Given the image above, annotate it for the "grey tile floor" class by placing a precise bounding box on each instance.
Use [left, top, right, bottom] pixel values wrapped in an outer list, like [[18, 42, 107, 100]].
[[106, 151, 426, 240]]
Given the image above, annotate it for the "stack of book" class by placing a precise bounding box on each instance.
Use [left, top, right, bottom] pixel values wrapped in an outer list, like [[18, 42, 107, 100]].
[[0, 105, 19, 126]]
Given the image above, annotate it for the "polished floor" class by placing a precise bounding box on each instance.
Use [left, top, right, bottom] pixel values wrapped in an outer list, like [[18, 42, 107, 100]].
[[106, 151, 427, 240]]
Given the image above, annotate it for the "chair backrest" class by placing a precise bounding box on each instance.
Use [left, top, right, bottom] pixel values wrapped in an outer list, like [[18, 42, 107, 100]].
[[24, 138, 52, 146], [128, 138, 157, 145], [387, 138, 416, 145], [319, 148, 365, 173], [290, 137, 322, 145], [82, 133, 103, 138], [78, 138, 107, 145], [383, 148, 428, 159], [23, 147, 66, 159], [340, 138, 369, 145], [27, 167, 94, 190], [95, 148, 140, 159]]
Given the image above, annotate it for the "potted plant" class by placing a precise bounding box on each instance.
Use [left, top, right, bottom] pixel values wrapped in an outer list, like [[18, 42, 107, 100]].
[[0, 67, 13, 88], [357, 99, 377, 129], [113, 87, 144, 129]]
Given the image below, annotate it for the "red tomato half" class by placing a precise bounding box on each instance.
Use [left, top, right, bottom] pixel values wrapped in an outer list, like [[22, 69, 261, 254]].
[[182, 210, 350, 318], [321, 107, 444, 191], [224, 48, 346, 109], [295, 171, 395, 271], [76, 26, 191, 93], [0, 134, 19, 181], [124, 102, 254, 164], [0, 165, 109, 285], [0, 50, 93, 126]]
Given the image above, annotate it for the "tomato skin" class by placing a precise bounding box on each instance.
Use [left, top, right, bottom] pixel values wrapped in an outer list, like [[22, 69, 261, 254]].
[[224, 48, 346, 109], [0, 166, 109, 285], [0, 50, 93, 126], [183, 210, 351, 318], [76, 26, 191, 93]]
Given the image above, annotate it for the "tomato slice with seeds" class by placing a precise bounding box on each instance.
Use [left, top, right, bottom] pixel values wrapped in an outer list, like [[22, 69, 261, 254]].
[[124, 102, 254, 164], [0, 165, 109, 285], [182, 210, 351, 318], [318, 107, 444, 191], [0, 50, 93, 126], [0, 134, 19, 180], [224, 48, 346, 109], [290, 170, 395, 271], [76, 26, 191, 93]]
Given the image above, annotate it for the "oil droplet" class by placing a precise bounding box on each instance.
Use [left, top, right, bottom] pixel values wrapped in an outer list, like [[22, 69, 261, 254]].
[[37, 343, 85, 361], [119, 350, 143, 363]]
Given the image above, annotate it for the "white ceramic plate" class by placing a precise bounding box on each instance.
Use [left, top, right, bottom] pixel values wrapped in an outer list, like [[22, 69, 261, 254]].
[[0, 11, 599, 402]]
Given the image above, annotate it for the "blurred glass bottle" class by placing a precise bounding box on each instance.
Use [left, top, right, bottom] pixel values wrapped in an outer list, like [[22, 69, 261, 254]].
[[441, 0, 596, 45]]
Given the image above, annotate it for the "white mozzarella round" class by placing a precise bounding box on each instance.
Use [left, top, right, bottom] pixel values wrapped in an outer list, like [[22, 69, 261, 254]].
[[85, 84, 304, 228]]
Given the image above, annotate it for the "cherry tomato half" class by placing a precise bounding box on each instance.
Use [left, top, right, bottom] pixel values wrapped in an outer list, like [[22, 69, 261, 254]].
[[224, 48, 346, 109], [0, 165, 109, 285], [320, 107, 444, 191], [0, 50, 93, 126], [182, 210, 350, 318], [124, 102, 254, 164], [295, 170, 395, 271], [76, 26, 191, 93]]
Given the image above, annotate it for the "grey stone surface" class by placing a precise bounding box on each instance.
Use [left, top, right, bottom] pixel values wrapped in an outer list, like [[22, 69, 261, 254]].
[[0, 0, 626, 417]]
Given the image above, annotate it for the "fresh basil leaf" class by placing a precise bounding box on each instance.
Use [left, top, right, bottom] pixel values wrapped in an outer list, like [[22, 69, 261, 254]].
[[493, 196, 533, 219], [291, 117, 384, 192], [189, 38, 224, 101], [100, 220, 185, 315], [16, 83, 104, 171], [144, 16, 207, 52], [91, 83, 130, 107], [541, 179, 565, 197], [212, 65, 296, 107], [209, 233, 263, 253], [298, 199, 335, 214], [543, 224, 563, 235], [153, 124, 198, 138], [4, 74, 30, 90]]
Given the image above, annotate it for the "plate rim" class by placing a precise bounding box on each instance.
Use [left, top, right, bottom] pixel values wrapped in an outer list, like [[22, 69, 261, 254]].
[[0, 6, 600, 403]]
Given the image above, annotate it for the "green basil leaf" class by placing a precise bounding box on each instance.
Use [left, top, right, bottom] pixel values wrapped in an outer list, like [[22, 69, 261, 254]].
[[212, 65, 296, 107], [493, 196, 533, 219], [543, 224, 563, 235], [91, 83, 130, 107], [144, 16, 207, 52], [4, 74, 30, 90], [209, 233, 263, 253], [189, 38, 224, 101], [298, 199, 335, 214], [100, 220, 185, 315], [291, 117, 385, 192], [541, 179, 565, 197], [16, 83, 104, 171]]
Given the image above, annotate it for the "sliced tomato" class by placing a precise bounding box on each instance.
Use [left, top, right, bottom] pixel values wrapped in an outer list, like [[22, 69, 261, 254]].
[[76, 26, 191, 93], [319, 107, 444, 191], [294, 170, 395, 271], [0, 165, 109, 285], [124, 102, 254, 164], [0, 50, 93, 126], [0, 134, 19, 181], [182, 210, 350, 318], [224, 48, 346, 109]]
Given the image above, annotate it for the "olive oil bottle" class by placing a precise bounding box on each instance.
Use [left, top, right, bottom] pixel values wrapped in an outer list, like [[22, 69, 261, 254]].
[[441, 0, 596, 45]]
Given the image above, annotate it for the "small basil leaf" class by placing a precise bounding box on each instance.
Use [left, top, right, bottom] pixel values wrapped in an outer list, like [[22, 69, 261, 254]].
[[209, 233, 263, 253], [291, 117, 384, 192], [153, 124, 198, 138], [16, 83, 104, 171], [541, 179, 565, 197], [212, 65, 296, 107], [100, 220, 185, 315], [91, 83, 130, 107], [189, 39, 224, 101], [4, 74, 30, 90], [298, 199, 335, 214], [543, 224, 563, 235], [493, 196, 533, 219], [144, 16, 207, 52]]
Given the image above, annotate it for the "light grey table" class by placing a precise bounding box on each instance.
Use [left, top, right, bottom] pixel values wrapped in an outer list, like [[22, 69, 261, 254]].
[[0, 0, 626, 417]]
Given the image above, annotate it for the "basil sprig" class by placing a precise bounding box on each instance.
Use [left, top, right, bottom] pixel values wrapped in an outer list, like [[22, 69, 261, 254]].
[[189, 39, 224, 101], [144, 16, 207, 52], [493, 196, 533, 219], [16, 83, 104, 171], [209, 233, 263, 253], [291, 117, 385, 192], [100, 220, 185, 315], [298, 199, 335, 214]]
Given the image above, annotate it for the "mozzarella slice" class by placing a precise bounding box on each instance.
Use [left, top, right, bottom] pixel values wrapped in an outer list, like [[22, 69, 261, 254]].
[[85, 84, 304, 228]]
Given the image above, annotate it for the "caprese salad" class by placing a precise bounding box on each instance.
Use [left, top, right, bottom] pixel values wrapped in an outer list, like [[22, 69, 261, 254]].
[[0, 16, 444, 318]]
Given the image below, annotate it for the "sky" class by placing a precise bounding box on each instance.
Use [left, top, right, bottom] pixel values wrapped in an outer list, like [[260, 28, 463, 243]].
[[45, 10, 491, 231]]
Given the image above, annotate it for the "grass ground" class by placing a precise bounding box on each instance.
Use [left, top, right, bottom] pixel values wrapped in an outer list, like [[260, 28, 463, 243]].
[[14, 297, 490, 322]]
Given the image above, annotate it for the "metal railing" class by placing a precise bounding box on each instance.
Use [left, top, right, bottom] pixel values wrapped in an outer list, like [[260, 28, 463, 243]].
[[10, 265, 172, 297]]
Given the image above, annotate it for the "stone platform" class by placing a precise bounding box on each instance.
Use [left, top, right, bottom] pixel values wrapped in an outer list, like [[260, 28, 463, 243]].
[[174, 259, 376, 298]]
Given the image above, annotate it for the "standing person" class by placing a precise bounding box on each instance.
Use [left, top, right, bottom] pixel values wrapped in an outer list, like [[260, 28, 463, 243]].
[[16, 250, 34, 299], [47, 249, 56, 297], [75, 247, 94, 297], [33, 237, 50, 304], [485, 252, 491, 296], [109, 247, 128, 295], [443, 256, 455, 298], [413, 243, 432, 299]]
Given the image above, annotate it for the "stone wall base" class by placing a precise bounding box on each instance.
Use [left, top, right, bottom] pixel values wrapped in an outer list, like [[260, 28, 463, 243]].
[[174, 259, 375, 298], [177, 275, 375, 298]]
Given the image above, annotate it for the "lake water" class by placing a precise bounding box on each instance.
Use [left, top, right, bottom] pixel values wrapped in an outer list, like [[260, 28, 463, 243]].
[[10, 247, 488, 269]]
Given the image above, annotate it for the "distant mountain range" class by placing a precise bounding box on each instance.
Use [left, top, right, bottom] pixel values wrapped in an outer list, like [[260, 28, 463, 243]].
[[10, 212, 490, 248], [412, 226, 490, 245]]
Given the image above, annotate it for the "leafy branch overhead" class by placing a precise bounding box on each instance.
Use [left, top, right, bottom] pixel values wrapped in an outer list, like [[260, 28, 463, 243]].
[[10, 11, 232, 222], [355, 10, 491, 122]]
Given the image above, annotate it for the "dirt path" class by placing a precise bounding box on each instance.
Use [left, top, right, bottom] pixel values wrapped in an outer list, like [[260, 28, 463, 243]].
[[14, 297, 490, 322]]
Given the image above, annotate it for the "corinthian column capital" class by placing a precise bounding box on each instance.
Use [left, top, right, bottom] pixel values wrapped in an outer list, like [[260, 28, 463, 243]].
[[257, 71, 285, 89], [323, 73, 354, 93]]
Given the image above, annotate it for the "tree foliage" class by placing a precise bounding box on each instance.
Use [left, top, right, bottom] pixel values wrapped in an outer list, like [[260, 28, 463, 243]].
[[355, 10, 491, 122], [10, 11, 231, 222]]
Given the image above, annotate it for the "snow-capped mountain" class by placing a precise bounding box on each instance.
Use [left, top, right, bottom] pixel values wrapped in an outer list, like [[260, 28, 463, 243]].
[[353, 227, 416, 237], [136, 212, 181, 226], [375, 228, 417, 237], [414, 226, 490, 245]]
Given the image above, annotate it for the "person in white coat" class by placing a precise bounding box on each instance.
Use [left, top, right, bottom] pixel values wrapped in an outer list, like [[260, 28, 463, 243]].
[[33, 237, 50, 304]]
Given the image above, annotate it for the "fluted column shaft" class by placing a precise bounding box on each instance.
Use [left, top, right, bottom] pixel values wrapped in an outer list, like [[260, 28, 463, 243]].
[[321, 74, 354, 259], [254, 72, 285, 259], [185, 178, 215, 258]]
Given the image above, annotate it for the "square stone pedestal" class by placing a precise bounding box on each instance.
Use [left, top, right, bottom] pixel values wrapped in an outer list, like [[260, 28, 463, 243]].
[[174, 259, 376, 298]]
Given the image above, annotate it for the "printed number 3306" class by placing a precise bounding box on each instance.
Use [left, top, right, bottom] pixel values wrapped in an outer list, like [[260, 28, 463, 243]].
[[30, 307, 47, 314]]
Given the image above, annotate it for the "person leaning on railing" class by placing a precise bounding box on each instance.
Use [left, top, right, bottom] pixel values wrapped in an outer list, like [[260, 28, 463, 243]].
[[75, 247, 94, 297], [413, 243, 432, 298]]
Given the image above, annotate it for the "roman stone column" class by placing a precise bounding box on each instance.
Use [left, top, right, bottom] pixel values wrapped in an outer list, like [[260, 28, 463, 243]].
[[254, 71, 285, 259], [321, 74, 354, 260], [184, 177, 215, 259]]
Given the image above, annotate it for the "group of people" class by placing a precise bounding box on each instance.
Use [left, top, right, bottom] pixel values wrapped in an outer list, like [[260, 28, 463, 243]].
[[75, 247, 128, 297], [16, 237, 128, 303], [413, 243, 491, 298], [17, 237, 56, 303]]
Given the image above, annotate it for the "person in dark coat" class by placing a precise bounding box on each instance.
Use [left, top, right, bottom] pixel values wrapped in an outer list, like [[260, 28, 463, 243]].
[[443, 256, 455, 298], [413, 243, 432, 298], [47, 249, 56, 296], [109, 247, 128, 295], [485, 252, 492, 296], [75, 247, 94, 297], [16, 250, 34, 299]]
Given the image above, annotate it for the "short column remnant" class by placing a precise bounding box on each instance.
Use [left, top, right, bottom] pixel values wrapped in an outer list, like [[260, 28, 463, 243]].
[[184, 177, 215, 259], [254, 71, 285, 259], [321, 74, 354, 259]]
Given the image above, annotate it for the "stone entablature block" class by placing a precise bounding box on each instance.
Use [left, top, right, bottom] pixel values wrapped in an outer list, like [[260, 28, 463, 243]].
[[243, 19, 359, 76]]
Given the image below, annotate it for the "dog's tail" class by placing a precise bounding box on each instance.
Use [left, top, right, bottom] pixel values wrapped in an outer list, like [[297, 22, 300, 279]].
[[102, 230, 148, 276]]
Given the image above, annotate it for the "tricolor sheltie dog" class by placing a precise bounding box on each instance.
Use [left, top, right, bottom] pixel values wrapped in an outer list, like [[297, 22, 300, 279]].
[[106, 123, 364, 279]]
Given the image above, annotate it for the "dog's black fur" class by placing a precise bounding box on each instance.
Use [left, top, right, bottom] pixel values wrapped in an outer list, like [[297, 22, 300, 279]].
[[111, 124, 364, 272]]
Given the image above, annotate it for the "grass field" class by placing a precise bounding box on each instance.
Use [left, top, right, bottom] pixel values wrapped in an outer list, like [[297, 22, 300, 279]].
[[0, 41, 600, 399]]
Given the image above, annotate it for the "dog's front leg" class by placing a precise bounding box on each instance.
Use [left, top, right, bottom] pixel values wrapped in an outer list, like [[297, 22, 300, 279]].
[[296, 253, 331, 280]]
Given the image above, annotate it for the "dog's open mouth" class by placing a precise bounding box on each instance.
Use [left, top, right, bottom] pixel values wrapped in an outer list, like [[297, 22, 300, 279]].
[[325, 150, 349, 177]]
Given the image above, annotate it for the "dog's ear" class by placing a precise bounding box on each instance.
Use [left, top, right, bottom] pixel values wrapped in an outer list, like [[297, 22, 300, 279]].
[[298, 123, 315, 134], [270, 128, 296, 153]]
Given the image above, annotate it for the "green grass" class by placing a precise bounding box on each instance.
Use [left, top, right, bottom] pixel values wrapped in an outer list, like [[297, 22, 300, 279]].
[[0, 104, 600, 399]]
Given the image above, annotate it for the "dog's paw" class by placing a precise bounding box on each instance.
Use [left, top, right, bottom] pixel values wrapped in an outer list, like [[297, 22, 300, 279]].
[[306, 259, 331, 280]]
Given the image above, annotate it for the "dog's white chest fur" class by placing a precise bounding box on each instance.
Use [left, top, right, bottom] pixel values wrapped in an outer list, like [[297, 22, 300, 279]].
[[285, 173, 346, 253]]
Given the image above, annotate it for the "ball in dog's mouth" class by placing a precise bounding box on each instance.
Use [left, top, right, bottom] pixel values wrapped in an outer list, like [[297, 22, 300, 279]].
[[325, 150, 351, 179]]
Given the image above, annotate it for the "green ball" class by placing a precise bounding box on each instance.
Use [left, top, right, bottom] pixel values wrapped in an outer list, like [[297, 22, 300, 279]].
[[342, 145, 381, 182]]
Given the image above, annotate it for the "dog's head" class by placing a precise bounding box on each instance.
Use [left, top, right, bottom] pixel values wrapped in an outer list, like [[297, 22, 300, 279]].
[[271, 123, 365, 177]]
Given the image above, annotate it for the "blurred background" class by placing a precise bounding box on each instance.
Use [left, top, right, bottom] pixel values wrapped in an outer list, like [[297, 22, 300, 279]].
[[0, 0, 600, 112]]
_ _ _
§ Your instructions:
How many lines in the listing above contain the string "floor"? Matches must be case-sensitive, and the reply should be the number alone.

§ Response:
2